- Aim -
Repeat the lines below word for word, starting at the line that contains "Which element on screen is the horse" and ending with the last line.

Saved lines
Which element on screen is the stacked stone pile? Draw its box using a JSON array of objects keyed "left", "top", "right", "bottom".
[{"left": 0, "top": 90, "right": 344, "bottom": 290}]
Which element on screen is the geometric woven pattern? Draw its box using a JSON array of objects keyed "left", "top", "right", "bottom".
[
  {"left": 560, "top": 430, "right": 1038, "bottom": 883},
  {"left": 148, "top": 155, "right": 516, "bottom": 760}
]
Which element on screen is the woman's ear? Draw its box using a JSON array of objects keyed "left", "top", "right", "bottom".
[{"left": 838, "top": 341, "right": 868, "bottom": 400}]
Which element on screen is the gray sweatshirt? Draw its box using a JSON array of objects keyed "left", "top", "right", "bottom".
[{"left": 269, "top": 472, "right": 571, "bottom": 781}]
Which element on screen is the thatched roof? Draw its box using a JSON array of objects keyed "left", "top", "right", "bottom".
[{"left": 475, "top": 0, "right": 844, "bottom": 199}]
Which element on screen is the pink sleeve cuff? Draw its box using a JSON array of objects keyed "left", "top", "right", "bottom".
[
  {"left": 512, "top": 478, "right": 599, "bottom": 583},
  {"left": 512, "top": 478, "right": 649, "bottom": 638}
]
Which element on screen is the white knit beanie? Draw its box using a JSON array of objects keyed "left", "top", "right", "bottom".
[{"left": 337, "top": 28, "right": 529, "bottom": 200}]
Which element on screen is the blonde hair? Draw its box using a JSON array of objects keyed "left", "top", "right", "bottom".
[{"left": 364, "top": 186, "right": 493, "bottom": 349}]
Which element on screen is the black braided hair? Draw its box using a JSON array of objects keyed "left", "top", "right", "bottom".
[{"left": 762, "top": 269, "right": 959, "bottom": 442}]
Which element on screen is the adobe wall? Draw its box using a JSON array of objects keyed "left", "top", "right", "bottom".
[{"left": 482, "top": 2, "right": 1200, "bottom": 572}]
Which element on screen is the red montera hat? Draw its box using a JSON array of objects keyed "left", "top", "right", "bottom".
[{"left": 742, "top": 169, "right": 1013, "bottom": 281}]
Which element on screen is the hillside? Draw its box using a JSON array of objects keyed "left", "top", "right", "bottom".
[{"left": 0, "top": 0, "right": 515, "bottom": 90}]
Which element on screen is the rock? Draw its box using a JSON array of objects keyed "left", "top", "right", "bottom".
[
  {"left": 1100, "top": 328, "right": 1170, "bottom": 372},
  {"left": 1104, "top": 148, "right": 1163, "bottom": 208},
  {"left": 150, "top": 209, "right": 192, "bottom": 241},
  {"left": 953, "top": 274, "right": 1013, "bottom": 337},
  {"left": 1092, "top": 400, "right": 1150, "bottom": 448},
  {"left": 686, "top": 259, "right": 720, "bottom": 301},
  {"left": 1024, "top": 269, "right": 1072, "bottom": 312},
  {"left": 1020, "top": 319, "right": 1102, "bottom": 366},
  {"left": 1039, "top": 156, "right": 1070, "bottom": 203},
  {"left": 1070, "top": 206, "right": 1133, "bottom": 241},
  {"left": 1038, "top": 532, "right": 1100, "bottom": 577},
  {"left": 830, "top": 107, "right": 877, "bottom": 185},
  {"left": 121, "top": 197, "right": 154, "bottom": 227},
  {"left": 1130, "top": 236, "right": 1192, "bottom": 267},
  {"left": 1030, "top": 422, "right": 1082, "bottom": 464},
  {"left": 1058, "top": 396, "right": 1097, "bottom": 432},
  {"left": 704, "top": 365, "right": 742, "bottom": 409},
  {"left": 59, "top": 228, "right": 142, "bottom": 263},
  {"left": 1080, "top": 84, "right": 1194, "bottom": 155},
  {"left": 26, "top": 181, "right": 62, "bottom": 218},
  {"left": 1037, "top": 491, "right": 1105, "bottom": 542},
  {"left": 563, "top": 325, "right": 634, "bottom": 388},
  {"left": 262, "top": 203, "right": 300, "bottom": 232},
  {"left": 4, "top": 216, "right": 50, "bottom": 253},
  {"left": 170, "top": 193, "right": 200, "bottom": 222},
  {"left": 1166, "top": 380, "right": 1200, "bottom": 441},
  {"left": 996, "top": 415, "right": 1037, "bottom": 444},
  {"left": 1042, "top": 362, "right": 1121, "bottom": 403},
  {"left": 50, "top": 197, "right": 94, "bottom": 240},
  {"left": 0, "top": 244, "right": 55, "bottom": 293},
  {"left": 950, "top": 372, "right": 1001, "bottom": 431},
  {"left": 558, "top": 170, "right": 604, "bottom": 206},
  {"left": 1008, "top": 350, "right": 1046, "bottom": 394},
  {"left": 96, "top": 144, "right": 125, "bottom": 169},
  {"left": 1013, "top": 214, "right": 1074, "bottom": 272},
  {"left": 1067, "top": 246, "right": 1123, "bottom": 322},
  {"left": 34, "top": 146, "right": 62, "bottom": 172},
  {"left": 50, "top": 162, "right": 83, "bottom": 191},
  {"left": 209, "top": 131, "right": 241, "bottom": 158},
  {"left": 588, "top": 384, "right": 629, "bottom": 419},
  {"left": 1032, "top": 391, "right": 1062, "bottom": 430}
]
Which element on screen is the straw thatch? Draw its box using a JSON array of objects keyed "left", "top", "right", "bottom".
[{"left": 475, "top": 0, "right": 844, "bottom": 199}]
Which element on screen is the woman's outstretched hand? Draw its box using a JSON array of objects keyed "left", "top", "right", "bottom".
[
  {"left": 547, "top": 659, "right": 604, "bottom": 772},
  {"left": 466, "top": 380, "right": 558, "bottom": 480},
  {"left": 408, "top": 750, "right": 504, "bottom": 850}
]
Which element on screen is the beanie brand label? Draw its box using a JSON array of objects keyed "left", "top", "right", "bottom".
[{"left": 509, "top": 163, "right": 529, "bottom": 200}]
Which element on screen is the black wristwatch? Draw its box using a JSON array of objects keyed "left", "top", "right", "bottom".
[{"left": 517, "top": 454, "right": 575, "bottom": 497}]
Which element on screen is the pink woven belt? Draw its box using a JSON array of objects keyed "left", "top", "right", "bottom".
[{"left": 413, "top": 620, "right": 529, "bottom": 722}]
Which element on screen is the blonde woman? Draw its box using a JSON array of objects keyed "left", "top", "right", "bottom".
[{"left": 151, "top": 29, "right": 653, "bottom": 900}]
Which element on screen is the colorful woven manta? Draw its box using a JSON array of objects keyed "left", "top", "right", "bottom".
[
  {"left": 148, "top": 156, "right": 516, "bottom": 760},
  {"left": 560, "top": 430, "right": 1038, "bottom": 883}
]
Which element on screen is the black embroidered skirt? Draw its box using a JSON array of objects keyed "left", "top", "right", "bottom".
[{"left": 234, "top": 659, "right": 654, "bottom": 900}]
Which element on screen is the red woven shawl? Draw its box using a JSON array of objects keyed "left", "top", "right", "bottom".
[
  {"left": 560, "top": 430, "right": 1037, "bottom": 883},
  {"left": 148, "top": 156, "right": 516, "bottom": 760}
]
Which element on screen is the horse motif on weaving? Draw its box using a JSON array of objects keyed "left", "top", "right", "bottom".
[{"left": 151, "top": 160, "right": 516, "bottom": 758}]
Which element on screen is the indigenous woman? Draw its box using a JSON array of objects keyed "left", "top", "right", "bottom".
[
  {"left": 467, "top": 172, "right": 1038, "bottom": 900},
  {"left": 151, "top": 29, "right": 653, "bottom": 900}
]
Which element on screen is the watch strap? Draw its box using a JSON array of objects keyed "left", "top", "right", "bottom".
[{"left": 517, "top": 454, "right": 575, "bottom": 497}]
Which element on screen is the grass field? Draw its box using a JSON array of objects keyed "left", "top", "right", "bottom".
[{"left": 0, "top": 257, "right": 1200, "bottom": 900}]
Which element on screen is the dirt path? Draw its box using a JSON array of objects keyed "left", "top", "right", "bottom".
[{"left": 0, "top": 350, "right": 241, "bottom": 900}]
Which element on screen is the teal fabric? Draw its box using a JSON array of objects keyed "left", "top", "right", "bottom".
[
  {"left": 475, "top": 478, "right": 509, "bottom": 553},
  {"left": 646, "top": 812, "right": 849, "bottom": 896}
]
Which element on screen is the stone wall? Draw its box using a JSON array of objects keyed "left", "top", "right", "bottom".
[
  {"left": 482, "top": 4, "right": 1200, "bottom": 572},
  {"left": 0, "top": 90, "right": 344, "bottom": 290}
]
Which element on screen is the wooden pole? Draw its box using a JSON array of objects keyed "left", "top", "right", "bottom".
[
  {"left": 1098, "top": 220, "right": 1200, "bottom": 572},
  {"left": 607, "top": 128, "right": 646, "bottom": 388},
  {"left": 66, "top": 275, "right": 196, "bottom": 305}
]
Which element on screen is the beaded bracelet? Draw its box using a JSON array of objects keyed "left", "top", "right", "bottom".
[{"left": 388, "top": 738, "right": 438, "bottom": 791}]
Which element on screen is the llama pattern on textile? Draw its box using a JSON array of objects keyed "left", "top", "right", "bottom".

- Answer for this exercise -
Which element on screen is the horse motif on weaving? Draw its box using a JSON array of objects keyed "left", "top", "right", "bottom".
[{"left": 151, "top": 160, "right": 516, "bottom": 758}]
Which element on screen is the indigenous woman? Draw its box using a JSON array of objects keyed "left", "top", "right", "bottom".
[
  {"left": 467, "top": 172, "right": 1038, "bottom": 900},
  {"left": 151, "top": 29, "right": 653, "bottom": 900}
]
Which element on screen is the watch strap? Draw its box using a JSON array of objects keyed "left", "top", "right", "bottom".
[{"left": 517, "top": 454, "right": 575, "bottom": 497}]
Which element on screen is the grass field? Draw its box using a JSON array of objects keyed "left", "top", "right", "bottom".
[{"left": 0, "top": 257, "right": 1200, "bottom": 900}]
Which element on screen is the dirt path? Draw its box using a JSON array of objects keyed "left", "top", "right", "bottom".
[{"left": 0, "top": 350, "right": 241, "bottom": 900}]
Which element on screen is the teal fabric? Draw its box using a JSON array of objects keyed "left", "top", "right", "bottom".
[
  {"left": 475, "top": 478, "right": 509, "bottom": 553},
  {"left": 646, "top": 812, "right": 849, "bottom": 896}
]
Which element on screen is the stone wall? Draw its box using a JSON array of objects keyed "left", "top", "right", "bottom".
[
  {"left": 482, "top": 4, "right": 1200, "bottom": 572},
  {"left": 0, "top": 90, "right": 344, "bottom": 290}
]
Which element on screen is the wooden pole? Draw its box using a JSON array of objects keyed "left", "top", "right", "bottom".
[
  {"left": 1098, "top": 220, "right": 1200, "bottom": 572},
  {"left": 607, "top": 128, "right": 646, "bottom": 388},
  {"left": 66, "top": 275, "right": 196, "bottom": 305}
]
Which element on screen is the beaded bracelet? Draw its box using a JSON array of objects keyed "left", "top", "right", "bottom".
[{"left": 388, "top": 738, "right": 438, "bottom": 791}]
Which element on screen is the llama pattern on textile? Draw its box using a JSON array of objects keyed "left", "top", "right", "bottom".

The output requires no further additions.